[Saved entries]

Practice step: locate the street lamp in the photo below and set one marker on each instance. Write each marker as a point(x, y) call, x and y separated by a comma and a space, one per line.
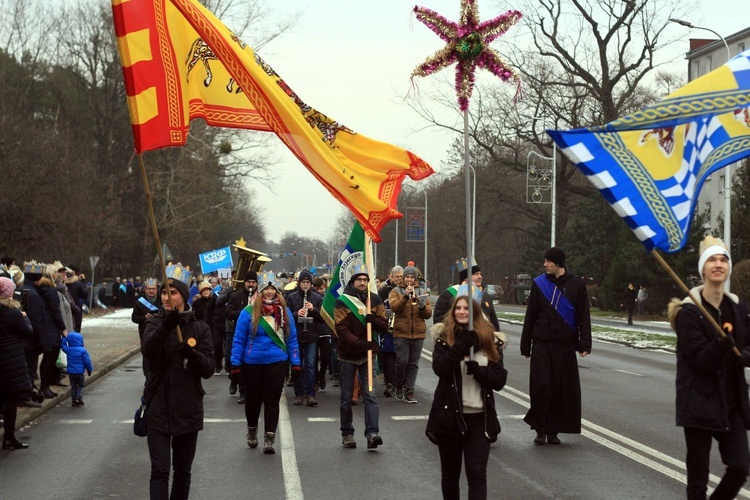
point(546, 178)
point(728, 175)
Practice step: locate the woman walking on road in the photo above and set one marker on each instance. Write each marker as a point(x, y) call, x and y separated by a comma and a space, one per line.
point(265, 343)
point(463, 421)
point(712, 393)
point(174, 389)
point(14, 377)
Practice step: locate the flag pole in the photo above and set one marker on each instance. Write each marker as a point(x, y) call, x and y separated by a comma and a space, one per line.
point(155, 230)
point(696, 300)
point(370, 269)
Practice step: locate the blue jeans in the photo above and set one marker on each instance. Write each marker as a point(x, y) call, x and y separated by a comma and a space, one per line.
point(346, 375)
point(308, 354)
point(76, 385)
point(408, 352)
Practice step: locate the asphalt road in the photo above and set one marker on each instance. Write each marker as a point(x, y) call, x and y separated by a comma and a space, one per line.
point(629, 448)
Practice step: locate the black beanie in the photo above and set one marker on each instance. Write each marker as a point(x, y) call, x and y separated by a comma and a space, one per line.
point(556, 256)
point(462, 275)
point(180, 286)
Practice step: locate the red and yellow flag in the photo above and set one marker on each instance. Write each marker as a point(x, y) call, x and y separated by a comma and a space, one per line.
point(180, 62)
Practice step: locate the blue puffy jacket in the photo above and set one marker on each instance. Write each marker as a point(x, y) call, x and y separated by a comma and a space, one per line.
point(257, 348)
point(78, 357)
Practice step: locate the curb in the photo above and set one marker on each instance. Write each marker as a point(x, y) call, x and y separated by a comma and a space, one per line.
point(48, 404)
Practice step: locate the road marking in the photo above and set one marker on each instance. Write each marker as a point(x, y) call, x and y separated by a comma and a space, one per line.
point(292, 481)
point(629, 373)
point(522, 399)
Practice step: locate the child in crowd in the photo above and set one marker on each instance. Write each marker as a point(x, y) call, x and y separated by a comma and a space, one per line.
point(78, 361)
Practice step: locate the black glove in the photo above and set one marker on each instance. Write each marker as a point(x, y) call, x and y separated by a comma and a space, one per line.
point(296, 372)
point(186, 351)
point(170, 320)
point(726, 342)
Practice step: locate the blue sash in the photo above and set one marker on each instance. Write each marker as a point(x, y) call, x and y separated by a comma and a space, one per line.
point(149, 305)
point(558, 301)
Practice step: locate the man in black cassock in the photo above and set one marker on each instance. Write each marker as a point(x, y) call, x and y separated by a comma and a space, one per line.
point(557, 325)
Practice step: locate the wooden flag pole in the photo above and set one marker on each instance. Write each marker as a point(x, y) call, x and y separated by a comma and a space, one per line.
point(696, 300)
point(370, 267)
point(155, 230)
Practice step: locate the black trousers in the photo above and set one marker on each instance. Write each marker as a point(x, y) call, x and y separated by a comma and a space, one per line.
point(474, 449)
point(168, 452)
point(263, 386)
point(734, 452)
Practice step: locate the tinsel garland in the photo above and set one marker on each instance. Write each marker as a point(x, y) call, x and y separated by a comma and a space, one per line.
point(468, 45)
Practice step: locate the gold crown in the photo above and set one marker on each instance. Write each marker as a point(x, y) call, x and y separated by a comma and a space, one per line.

▶ **Assignment**
The records above need retyping in full. Omit the pictures, and change nothing else.

▶ **Answer box**
Practice step: locate the street lamp in the photo below and set one marker on each instance. Write each marker as a point(x, y) call, x and y separated by a comma and a space, one per line.
point(546, 178)
point(728, 175)
Practice step: locate the woman walking on road in the photo above and set one marker on each instance. Write each marker as a point(x, y) call, x and y separated by a comma and a space, one per line.
point(265, 343)
point(463, 421)
point(712, 393)
point(174, 389)
point(14, 377)
Practice step: locate the flag pole in the photo above and set one marker on each instance. Write each marker as a point(x, y) call, x and y separated by a comma and a space, one per line.
point(155, 230)
point(696, 300)
point(370, 269)
Practice step: locate the blue jeans in the photo above and set one marker on each instance. Write each marker as a point(x, y) call, x and y separated by a comma and a space, one per line.
point(346, 375)
point(308, 354)
point(76, 385)
point(408, 352)
Practice step: locate the asphalt road in the photo above and set one marker on each instance. Write each marker as a point(x, y) call, x and y separated by a comma and a space, one per line.
point(629, 448)
Practice step: locate the black beanie in the photo above and set one marker on each instance. Write each marker as a point(x, y) call, x and y separated by a comma and a space, one per line.
point(556, 256)
point(462, 275)
point(180, 286)
Practice step: locate the red and yellow flag in the photo above and set one marker on each instance. Write each marker as a point(x, y) call, x and y separated by a comma and a space, one per line.
point(180, 62)
Practice step: locate the blue puffy jacket in the photo above and set one marker on each instance. Write each marker as a point(x, y) call, x and y separated by a comma and a space, one per line.
point(257, 348)
point(78, 357)
Practice step: locate the curb in the photo above and set one marker on each instance. Write each marker as a point(x, y) call, x and y separated by a comma and a space, one per line.
point(48, 404)
Practice step: locate the road marking in the photo above and set one marker on each instance. Write each marker as a point(x, y) call, x and y separated by a comma and a space, one per line.
point(292, 481)
point(629, 373)
point(522, 399)
Practice step: locate the child in crowd in the photo above and set one marker on each instance. Write each marker as a point(x, y) call, x and y separated by a comma and a space, one per line.
point(78, 361)
Practice step: locate the black glove in the photo above and set one marker on each instance. Write each marker as a point(x, y) call, x and y separated by a comma and a space, one per line.
point(296, 372)
point(186, 351)
point(170, 320)
point(726, 342)
Practice step: locate the blue sash in the photo above and set one marker on each instance. Write each marker as a point(x, y) call, x and y separated by a comma and a space, one per line.
point(149, 305)
point(558, 301)
Practice step: locate the man in black cassock in the photo above and set one marker on each instance. Write each marker as a point(x, y) call, x and y separated by a comma and a space, one per line.
point(557, 325)
Practice step: locate the wooden flag pole in the photo above and set one marker on each instance. Write each marker as a point(x, y) call, x and y separated by a comma and a space, one per line.
point(696, 300)
point(370, 267)
point(155, 230)
Practice step: locate the black trousers in the photo above and set one marker on each instance. Write each marker as a point(x, y) call, x and y separated by a comma and a space, one per line.
point(474, 449)
point(168, 452)
point(263, 386)
point(734, 452)
Practice step: locate the tinsel garland in the photo above and set one marker on each instance. Write each marker as a point(x, y) call, x and y separated by a comma and a space, one per line.
point(468, 45)
Practice step: locate the gold crown in the photo above and set one marker on each instance. Write each marker as a point(x, y) call, x and y separated by a comma and a space, one per line.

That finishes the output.